• [Problem statement]: The answer is the set of lines that include "instance", copied from the data below.

(Saved data entries)
• • • •

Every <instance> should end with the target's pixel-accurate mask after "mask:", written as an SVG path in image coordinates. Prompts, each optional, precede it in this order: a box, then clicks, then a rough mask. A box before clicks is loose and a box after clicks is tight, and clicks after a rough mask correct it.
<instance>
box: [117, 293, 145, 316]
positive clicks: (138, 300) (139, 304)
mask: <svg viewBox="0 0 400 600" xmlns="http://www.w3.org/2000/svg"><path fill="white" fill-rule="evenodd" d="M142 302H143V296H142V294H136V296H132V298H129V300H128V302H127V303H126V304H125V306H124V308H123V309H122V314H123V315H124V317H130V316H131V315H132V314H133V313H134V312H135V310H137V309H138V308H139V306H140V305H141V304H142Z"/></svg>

• • • •

• [Result for this exercise]:
Every <instance> should end with the target's pixel-accurate mask after "mask:", written as an SVG path in image coordinates. Prompts, each optional, precede it in this order: a box, then clicks, then a rough mask. A box before clicks is loose and a box after clicks is tight, and clicks after a rough mask correct it.
<instance>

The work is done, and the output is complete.